▶ [Objective]: Reproduce the profile of Dan Faircloth word for word.

** Start Text shown **

Dan Faircloth
13 May 2019
- Sofia Lambert



Dan Faircloth has been working in ISIS for over 17 years and hasn’t looked back since, working to develop ISIS’s international reputation for ion source development.




Before joining ISIS, Dan went to the University of Manchester where he did an undergraduate degree in electrical and electric engineering. He then did a masters in electrical power engineering and later received a PhD from the university. Soon after completing this, he went to the National Grid Laboratory where he managed multiple research projects as a high voltage electrical engineer.

Dan is the ISIS Low Energy Beams Group Leader and currently leads two teams that, in total, consist of eight people: the electrical section and the Ion Source section. Dan is also lucky enough to have a RAL ​International Fellow who had previously helped to design a never-ending ion source.

“I love the complexity of the systems we build, and I love pushing technology to the limit," says Dan; “the hardest part of my job would definitely be the plasma physics. I find it very challenging as it wasn't a subject I took as a degree, however I am lucky to have the help of my colleagues."

** End Text shown **
** Start Entries supplied **

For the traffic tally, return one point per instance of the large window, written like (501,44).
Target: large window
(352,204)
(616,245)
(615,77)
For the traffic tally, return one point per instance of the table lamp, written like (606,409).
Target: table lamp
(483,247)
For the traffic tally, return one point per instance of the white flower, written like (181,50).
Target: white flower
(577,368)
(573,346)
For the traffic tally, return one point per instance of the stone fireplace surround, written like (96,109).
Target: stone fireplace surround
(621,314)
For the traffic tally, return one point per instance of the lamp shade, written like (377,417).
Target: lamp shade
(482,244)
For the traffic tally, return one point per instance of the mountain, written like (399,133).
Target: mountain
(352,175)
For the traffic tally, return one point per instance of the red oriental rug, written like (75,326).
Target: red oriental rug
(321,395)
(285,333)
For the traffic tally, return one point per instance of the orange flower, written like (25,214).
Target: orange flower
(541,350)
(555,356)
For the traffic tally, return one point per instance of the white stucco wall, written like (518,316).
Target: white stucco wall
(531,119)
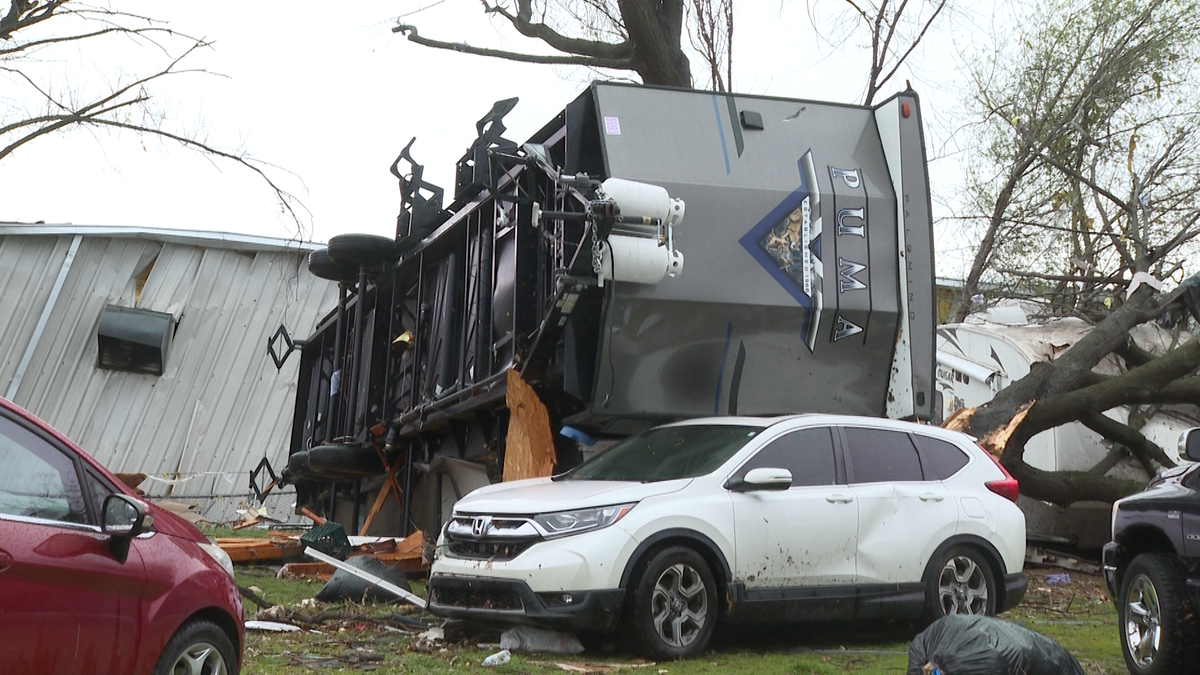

** End Entries supplied **

▶ [Final result]:
Dan Faircloth
13 May 2019
- Sofia Lambert



Dan Faircloth has been working in ISIS for over 17 years and hasn’t looked back since, working to develop ISIS’s international reputation for ion source development.




Before joining ISIS, Dan went to the University of Manchester where he did an undergraduate degree in electrical and electric engineering. He then did a masters in electrical power engineering and later received a PhD from the university. Soon after completing this, he went to the National Grid Laboratory where he managed multiple research projects as a high voltage electrical engineer.

Dan is the ISIS Low Energy Beams Group Leader and currently leads two teams that, in total, consist of eight people: the electrical section and the Ion Source section. Dan is also lucky enough to have a RAL ​International Fellow who had previously helped to design a never-ending ion source.

“I love the complexity of the systems we build, and I love pushing technology to the limit," says Dan; “the hardest part of my job would definitely be the plasma physics. I find it very challenging as it wasn't a subject I took as a degree, however I am lucky to have the help of my colleagues."